* **Your instructions**: Continue the accounting policy notes on fair value, receivables, and property and equipment, picking up right after their final sentence with the next part.

* **Selected excerpt**:

◇ ◇ ◇ ◇ ◇ ◇ ◇

The carrying amount of the Company’s financial assets and liabilities, such as cash, prepaid expenses, accounts payable, accrued expenses, and deferred revenue approximate their fair value because of the short maturity of those instruments. The Company’s note payable approximate the fair value of such instruments based upon management’s best estimate of interest rates that would be available to the Company for similar financial arrangements at December 31, 2012 and December 31, 2011.

 

The Company had no assets and/or liabilities measured at fair value on a recurring basis for the year ended December 31, 2012 and 2011, respectively, using the market and income approaches.

 

Accounts Receivable and Allowance for Doubtful Accounts

 

Accounts receivable related to the products and services sold are recorded at the time revenue is recognized, and are presented on the balance sheet net of allowance for doubtful accounts. The ultimate collection of the receivable may not be known for several months after services have been provided and billed.

 

F-8
 

 

The Company has established an allowance for doubtful accounts based upon factors pertaining to the credit risk of specific customers, analyses of current and historical cash collections, and the aging of receivables. Delinquent accounts are written-off when the likelihood for collection is remote and/or when the Company believes collection efforts have been fully exhausted and the Company does not intend to devote any additional efforts in an attempt to collect the receivable. The Company adjusts their allowance for doubtful accounts balance on a quarterly basis.

 

Property and Equipment

 

Property and equipment are recorded at cost. Expenditures for major additions and betterments are capitalized. Maintenance and repairs are charged to operations as incurred. Depreciation is computed by the straight-line method over the assets estimated useful life of three (3) years for equipment, (5) years for automobile, and (7) years for furniture and fixtures. Upon sale or retirement of property and equipment, the related cost and accumulated depreciation are removed from the accounts and any gain or loss is reflected in statements of operations.

◇ ◇ ◇ ◇ ◇ ◇ ◇

* **Rows from a dataset**:

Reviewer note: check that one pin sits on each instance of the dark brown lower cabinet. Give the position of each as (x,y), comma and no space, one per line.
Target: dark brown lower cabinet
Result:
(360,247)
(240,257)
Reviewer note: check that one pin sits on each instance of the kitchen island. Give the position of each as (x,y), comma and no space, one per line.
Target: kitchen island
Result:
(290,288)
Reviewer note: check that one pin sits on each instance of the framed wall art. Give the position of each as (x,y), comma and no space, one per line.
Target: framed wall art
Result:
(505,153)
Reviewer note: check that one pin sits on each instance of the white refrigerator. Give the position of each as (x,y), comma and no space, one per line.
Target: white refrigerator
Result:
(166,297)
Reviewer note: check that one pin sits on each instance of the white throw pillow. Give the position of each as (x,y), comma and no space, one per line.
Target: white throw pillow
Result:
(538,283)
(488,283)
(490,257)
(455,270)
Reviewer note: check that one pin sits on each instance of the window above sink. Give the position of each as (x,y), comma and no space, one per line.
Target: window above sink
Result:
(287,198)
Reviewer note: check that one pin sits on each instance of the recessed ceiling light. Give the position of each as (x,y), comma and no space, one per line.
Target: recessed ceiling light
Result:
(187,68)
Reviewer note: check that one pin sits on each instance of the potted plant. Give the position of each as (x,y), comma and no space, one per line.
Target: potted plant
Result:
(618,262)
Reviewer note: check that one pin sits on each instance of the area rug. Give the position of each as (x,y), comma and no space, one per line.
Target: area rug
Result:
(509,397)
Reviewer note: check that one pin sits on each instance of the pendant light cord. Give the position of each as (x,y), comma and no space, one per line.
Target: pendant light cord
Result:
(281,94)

◇ ◇ ◇ ◇ ◇ ◇ ◇

* **Task response**:
Identifiable Intangible Assets

 

As of December 31, 2012 and 2011, $1,836 and $0, respectively of costs related to acquiring intellectual property have been capitalized. It has been determined that the intellectual property has an indefinite useful life and is not subject to amortization. However, the intellectual property will be reviewed for impairment annually or more frequently if impairment indicators arise.

 

Impairment of long-lived assets

 

The Company follows paragraph 360-10-05-4 of the FASB Accounting Standards Codification for its long-lived assets. The Company’s long-lived assets, such as intellectual property, are required to be reviewed for impairment annually, or whenever events or changes in circumstances indicate that the carrying amount of the asset may not be recoverable.

 

The Company assesses the recoverability of its long-lived assets by comparing the projected undiscounted net cash flows associated with the related long-lived asset or group of long-lived assets over their remaining estimated useful lives against their respective carrying amounts. Impairment, if any, is based on the excess of the carrying amount over the fair value of those assets. Fair value is generally determined using the asset’s expected future discounted cash flows or market value, if readily determinable. If long-lived assets are determined to be recoverable, but the newly determined remaining estimated useful lives are shorter than originally estimated, the net book values of the long-lived assets are depreciated over the newly determined remaining estimated useful lives.

 

The Company determined that there were no impairments of long-lived assets as of December 31, 2012 and December 31, 2011.

 

Commitments and contingencies

 

The Company follows subtopic 450-20 of the FASB Accounting Standards Codification to report accounting for contingencies.  Liabilities for loss contingencies arising from claims, assessments, litigation, fines and penalties and other sources are recorded when it is probable that a liability has been incurred and the amount of the assessment can be reasonably estimated.

 

Revenue recognition

 

The Company follows paragraph 605-10-S99-1 of the FASB Accounting Standards Codification for revenue recognition. The Company will recognize revenue when it is realized or realizable and earned. The Company considers revenue realized or realizable and earned when all of the following criteria are met: (i) persuasive evidence of an arrangement exists, (ii) the product has been shipped or the services have been rendered to the customer, (iii) the sales price is fixed or determinable, and (iv) collectability is reasonably assured. In addition, the Company records allowances for accounts receivable that are estimated to not be collected.

 

F-9
 

 

Revenues from multi-month training contracts are recognized over the length of the contract term rather than when the contract begins. Because a significant amount of the Company’s contract sales are greater than three months in length, the Company apportions that revenue over the duration of the contract term even though either the full amount or a significant portion is collected when the contract begins. The difference between the gross cash receipts collected and the recognized revenue from those sales during the respective reporting period will appear as deferred revenue.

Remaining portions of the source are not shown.